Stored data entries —
== Segment start ==

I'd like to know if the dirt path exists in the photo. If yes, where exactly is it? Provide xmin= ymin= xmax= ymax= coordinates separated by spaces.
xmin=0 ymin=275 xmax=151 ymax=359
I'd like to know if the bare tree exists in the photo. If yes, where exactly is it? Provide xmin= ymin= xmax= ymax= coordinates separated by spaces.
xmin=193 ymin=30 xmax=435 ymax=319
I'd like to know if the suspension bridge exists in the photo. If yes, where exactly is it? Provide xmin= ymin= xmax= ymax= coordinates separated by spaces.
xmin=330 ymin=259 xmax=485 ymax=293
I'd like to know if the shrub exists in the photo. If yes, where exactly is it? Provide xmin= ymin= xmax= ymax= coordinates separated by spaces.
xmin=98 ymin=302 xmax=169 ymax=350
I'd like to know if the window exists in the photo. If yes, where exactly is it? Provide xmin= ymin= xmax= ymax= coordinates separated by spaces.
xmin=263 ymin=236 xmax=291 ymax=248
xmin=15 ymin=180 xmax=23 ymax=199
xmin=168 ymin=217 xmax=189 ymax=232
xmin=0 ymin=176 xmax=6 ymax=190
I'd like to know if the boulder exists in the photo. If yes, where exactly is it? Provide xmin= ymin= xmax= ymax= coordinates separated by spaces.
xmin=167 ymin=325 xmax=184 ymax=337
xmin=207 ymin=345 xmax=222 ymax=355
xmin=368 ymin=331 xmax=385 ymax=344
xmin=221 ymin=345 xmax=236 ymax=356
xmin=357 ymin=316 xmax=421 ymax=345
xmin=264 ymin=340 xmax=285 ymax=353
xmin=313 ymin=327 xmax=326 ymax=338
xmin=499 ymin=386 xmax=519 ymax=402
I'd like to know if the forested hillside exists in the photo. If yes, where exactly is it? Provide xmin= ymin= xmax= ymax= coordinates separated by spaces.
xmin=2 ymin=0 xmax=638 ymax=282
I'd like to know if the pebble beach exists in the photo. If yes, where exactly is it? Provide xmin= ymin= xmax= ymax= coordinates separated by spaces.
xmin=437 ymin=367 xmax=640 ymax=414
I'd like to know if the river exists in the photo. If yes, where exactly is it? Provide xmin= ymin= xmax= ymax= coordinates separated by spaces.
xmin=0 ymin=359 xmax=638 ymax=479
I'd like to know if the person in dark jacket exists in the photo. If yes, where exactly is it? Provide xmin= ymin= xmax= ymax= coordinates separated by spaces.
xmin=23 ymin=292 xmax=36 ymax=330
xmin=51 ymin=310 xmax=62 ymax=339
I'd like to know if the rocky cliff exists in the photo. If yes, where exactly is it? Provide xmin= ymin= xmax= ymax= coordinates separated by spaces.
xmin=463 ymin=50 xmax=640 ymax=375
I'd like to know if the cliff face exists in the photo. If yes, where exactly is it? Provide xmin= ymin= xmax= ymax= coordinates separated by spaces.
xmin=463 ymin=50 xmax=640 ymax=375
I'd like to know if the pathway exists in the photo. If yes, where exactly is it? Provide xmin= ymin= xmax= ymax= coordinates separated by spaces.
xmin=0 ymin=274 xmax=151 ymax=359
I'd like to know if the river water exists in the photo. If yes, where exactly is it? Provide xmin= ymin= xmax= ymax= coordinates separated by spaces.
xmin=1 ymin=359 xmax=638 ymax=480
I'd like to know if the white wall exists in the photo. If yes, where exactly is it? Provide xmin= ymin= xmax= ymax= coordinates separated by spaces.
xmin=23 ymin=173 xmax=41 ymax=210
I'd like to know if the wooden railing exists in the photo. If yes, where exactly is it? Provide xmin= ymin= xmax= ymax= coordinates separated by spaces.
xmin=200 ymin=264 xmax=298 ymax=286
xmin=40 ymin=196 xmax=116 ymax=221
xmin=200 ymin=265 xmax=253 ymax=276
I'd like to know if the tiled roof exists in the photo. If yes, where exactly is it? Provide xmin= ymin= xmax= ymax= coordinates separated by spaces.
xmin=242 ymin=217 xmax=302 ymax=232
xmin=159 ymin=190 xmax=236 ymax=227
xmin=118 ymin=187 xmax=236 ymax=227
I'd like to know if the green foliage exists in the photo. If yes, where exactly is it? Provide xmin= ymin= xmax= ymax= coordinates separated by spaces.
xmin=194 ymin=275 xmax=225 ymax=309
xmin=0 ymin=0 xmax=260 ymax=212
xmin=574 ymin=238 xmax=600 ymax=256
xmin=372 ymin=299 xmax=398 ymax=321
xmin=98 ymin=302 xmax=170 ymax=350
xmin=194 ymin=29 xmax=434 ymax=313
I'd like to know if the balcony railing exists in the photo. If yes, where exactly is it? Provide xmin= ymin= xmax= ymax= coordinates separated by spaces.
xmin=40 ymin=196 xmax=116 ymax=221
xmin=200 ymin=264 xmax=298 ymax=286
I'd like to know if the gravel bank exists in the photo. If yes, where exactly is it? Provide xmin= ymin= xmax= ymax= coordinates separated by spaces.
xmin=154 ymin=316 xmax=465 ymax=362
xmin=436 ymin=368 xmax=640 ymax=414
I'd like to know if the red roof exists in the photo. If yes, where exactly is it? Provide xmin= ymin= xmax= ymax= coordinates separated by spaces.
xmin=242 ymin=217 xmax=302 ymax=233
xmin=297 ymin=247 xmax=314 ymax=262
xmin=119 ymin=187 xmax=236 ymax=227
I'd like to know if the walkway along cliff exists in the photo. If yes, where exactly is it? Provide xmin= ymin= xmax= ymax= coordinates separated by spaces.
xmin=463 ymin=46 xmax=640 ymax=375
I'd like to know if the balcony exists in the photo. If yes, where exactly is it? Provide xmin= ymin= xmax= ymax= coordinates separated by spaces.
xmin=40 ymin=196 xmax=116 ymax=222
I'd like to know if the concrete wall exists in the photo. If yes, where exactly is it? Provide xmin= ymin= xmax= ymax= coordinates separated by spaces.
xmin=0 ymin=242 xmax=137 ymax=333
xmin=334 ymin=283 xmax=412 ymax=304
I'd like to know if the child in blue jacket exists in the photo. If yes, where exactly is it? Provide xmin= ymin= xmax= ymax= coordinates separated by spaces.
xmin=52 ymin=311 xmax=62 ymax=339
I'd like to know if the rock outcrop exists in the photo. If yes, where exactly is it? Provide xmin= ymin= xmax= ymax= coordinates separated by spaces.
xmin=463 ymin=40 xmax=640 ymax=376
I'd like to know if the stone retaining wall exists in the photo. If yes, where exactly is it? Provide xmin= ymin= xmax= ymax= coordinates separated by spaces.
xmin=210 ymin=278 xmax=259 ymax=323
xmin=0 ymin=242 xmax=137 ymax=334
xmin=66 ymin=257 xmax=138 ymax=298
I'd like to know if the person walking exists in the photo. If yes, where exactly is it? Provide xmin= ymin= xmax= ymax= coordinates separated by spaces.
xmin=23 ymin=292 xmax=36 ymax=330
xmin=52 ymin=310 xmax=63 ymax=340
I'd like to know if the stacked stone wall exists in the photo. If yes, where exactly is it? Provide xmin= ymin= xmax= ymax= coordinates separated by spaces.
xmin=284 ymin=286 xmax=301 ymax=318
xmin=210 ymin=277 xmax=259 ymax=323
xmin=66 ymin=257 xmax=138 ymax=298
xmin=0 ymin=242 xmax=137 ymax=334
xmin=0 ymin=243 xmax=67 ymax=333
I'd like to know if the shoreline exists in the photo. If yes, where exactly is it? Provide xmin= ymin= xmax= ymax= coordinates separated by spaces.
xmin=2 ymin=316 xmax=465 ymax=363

== Segment end ==

All of the data above needs to be set down again exactly. Include every line.

I'd like to know if the dirt path exists in the photo. If yes, where exactly is it? Provide xmin= ymin= xmax= ymax= coordinates separated by spaces.
xmin=0 ymin=275 xmax=151 ymax=359
I'd like to know if the bare tree exists in the photo. If yes, where exactly is it? Provide xmin= ymin= xmax= ymax= coordinates separated by spaces.
xmin=193 ymin=30 xmax=435 ymax=319
I'd like to know if the suspension bridge exists in the photo. If yes, where exactly is it? Provide xmin= ymin= xmax= ymax= coordinates separated by spaces.
xmin=330 ymin=259 xmax=485 ymax=293
I'd like to know if the shrub exists in the photo. If yes, where exactly is it? Provide xmin= ymin= xmax= ymax= coordinates separated by spaces.
xmin=98 ymin=302 xmax=169 ymax=350
I'd like to know if the window exists in the photo. If yes, where exactly is it? Provide xmin= ymin= xmax= ymax= coordinates separated by spaces.
xmin=263 ymin=236 xmax=291 ymax=248
xmin=15 ymin=180 xmax=23 ymax=199
xmin=168 ymin=217 xmax=189 ymax=232
xmin=0 ymin=176 xmax=6 ymax=190
I'd like to know if the boulder exists in the photo. If yes, where exactly is it? Provide xmin= ymin= xmax= ymax= coordinates separated by spaces.
xmin=167 ymin=325 xmax=184 ymax=337
xmin=207 ymin=345 xmax=222 ymax=355
xmin=368 ymin=331 xmax=385 ymax=344
xmin=221 ymin=345 xmax=236 ymax=356
xmin=357 ymin=316 xmax=421 ymax=345
xmin=264 ymin=340 xmax=285 ymax=353
xmin=313 ymin=327 xmax=326 ymax=338
xmin=499 ymin=386 xmax=519 ymax=402
I'd like to know if the forested hillside exists in the photo. If yes, where exactly is it? Provide xmin= ymin= xmax= ymax= coordinates separated by spaces.
xmin=2 ymin=0 xmax=638 ymax=282
I'd like to know if the pebble beach exists in the photo. If yes, where exactly is it? Provide xmin= ymin= xmax= ymax= coordinates separated by spaces.
xmin=437 ymin=367 xmax=640 ymax=414
I'd like to know if the river exists in the photo. If yes, where exactly is it? Provide xmin= ymin= xmax= ymax= coordinates separated by spaces.
xmin=0 ymin=359 xmax=638 ymax=479
I'd like to know if the person in dark jacket exists in the photo. If yes, where exactly is it? Provide xmin= ymin= xmax= ymax= coordinates separated by spaces.
xmin=23 ymin=292 xmax=36 ymax=330
xmin=51 ymin=310 xmax=62 ymax=339
I'd like to know if the rocky cliff exists in the photo. If yes, where exactly is it? Provide xmin= ymin= xmax= ymax= coordinates separated by spaces.
xmin=463 ymin=50 xmax=640 ymax=375
I'd like to know if the cliff face exists in the photo. If yes, where exactly is it? Provide xmin= ymin= xmax= ymax= coordinates separated by spaces.
xmin=463 ymin=50 xmax=640 ymax=375
I'd like to know if the pathway exists in the photo. If yes, where exactly is it? Provide xmin= ymin= xmax= ymax= coordinates separated by spaces.
xmin=0 ymin=274 xmax=151 ymax=359
I'd like to know if the river water exists in the photo. If yes, where exactly is it? Provide xmin= ymin= xmax= ymax= coordinates separated by spaces.
xmin=1 ymin=359 xmax=638 ymax=480
I'd like to know if the white wall exists in the photo. If yes, where exactly is it? Provide xmin= ymin= xmax= ymax= coordinates separated by spaces.
xmin=23 ymin=173 xmax=41 ymax=210
I'd like to know if the wooden railing exists in the photo. If yes, where exactly is it? Provide xmin= ymin= xmax= ymax= coordinates separated by spaces.
xmin=200 ymin=264 xmax=298 ymax=286
xmin=40 ymin=196 xmax=116 ymax=221
xmin=200 ymin=265 xmax=253 ymax=276
I'd like to know if the tiled roof exists in the photo. If yes, where exactly is it? Provide xmin= ymin= xmax= ymax= coordinates separated by spaces.
xmin=242 ymin=217 xmax=302 ymax=232
xmin=159 ymin=190 xmax=236 ymax=227
xmin=118 ymin=187 xmax=236 ymax=227
I'd like to know if the green foliage exists in the photo. If yes, where exactly is it? Provide xmin= ymin= xmax= ymax= coordinates separated by spaces.
xmin=194 ymin=275 xmax=225 ymax=309
xmin=0 ymin=0 xmax=260 ymax=212
xmin=574 ymin=238 xmax=600 ymax=256
xmin=372 ymin=299 xmax=398 ymax=321
xmin=98 ymin=302 xmax=170 ymax=350
xmin=194 ymin=29 xmax=434 ymax=313
I'd like to know if the balcony railing exists in the photo. If yes, where exactly is it? Provide xmin= ymin= xmax= ymax= coordinates separated by spaces.
xmin=40 ymin=196 xmax=116 ymax=221
xmin=200 ymin=264 xmax=298 ymax=286
I'd like to know if the gravel bank exists in the photo. If yes, where exactly is it? Provide xmin= ymin= xmax= ymax= coordinates separated by spaces.
xmin=154 ymin=316 xmax=465 ymax=362
xmin=436 ymin=368 xmax=640 ymax=414
I'd like to know if the red roof exists in the photo. If yes, where exactly is it? Provide xmin= ymin= xmax= ymax= coordinates separated by spaces.
xmin=242 ymin=217 xmax=302 ymax=233
xmin=297 ymin=247 xmax=314 ymax=262
xmin=119 ymin=187 xmax=236 ymax=227
I'd like to know if the walkway along cliff exists in the photo. If yes, where exactly is it? Provide xmin= ymin= xmax= ymax= coordinates separated by spaces.
xmin=463 ymin=46 xmax=640 ymax=375
I'd like to know if the balcony exists in the photo. If yes, where exactly is it? Provide xmin= ymin= xmax= ymax= coordinates separated by spaces.
xmin=40 ymin=196 xmax=116 ymax=222
I'd like to know if the concrete wall exists in the photo. If yes, where exactly is it? Provide xmin= ymin= xmax= ymax= coordinates separated by spaces.
xmin=0 ymin=242 xmax=137 ymax=333
xmin=334 ymin=283 xmax=412 ymax=304
I'd like to know if the child in blue jacket exists in the photo. If yes, where exactly is it? Provide xmin= ymin= xmax= ymax= coordinates separated by spaces.
xmin=52 ymin=311 xmax=62 ymax=339
I'd like to know if the rock outcrop exists in the photo. If yes, where exactly is it? Provide xmin= ymin= xmax= ymax= coordinates separated by spaces.
xmin=463 ymin=40 xmax=640 ymax=376
I'd like to know if the stone retaining wall exists in the photo. If yes, where exactly is it? Provide xmin= ymin= xmax= ymax= coordinates separated by spaces.
xmin=210 ymin=278 xmax=259 ymax=323
xmin=0 ymin=242 xmax=137 ymax=334
xmin=66 ymin=257 xmax=138 ymax=298
I'd like to know if the person walking exists in the photo. If yes, where exactly is it? Provide xmin= ymin= xmax= ymax= coordinates separated by spaces.
xmin=23 ymin=292 xmax=36 ymax=330
xmin=52 ymin=310 xmax=63 ymax=340
I'd like to know if the stacked stone wall exists in the photo. If yes, where exactly is it? Provide xmin= ymin= xmax= ymax= coordinates separated by spaces.
xmin=284 ymin=286 xmax=301 ymax=318
xmin=210 ymin=277 xmax=259 ymax=323
xmin=66 ymin=257 xmax=138 ymax=298
xmin=0 ymin=242 xmax=137 ymax=334
xmin=0 ymin=243 xmax=67 ymax=333
I'd like to know if the shoreline exists in the photo. If yes, where exactly is it? Provide xmin= ymin= xmax= ymax= coordinates separated by spaces.
xmin=2 ymin=316 xmax=465 ymax=363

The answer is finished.